■ PROBLEM DETAILS
List every line of the records below that contains the string "rocky", treating case as significant.

■ DATA PROVIDED
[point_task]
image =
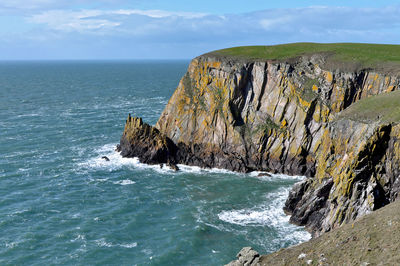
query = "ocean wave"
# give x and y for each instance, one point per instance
(269, 214)
(103, 243)
(116, 162)
(124, 182)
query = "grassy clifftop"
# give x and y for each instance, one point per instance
(384, 108)
(357, 54)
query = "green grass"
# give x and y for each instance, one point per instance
(383, 107)
(364, 55)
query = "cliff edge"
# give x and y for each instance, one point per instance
(327, 111)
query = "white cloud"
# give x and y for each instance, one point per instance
(90, 21)
(121, 29)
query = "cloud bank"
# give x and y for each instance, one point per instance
(134, 33)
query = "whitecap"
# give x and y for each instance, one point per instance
(103, 243)
(124, 182)
(130, 245)
(269, 214)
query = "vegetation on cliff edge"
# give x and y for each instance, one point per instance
(358, 55)
(383, 108)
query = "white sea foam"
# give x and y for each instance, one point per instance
(272, 176)
(124, 182)
(268, 214)
(103, 243)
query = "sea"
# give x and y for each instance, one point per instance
(62, 204)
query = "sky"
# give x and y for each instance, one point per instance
(160, 29)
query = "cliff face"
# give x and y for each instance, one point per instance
(286, 116)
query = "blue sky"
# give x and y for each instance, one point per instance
(156, 29)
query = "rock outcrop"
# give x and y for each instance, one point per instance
(146, 142)
(287, 116)
(247, 256)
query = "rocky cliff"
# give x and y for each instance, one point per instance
(303, 115)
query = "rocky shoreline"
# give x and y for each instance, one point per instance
(339, 126)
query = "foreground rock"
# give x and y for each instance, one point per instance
(246, 257)
(300, 116)
(374, 239)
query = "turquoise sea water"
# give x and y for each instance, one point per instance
(60, 203)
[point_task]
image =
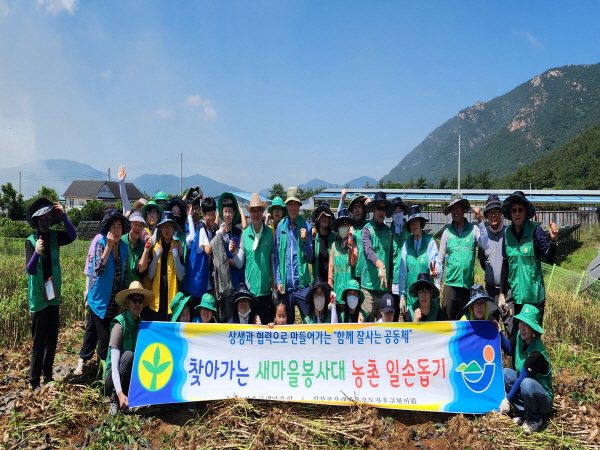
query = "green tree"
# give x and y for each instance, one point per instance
(92, 210)
(11, 203)
(277, 191)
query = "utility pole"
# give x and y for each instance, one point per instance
(459, 163)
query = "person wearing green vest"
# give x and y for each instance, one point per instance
(123, 337)
(294, 252)
(42, 265)
(419, 254)
(427, 307)
(377, 240)
(257, 248)
(400, 234)
(358, 210)
(528, 384)
(458, 246)
(343, 253)
(323, 237)
(524, 244)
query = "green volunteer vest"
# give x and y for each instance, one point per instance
(460, 268)
(524, 269)
(381, 241)
(360, 262)
(315, 265)
(35, 283)
(416, 263)
(130, 331)
(133, 258)
(303, 275)
(258, 262)
(521, 355)
(342, 271)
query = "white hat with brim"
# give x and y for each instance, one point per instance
(134, 288)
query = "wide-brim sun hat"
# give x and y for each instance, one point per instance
(256, 202)
(457, 198)
(531, 316)
(152, 204)
(517, 197)
(109, 216)
(378, 198)
(38, 208)
(168, 217)
(277, 201)
(177, 305)
(478, 293)
(237, 218)
(208, 302)
(343, 214)
(292, 195)
(423, 281)
(134, 288)
(414, 212)
(354, 286)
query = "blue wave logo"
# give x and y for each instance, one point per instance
(479, 379)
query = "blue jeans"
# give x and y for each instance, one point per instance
(532, 401)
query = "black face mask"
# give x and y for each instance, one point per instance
(45, 223)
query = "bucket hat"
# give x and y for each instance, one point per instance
(168, 217)
(456, 198)
(134, 288)
(277, 201)
(517, 197)
(492, 202)
(292, 195)
(351, 285)
(398, 202)
(343, 214)
(38, 208)
(424, 281)
(414, 212)
(152, 204)
(256, 202)
(109, 216)
(478, 293)
(323, 208)
(236, 209)
(177, 305)
(242, 292)
(380, 197)
(208, 302)
(531, 316)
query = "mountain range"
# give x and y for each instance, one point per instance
(509, 131)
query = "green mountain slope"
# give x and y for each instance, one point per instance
(509, 131)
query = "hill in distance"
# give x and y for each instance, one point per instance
(509, 131)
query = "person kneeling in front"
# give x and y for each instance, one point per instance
(123, 337)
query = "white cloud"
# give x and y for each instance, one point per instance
(531, 38)
(208, 112)
(56, 7)
(106, 75)
(151, 115)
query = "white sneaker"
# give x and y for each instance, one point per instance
(532, 427)
(80, 366)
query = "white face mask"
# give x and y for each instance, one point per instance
(319, 302)
(398, 218)
(352, 301)
(343, 231)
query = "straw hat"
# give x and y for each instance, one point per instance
(134, 288)
(256, 202)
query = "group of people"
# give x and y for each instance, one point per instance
(197, 259)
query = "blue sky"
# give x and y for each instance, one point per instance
(258, 92)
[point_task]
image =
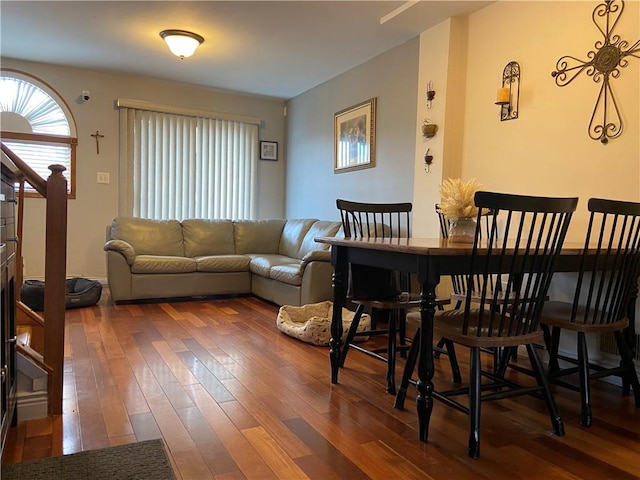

■ OUTPUT BELOW
query = "rocky cliff"
query = "rocky shoreline"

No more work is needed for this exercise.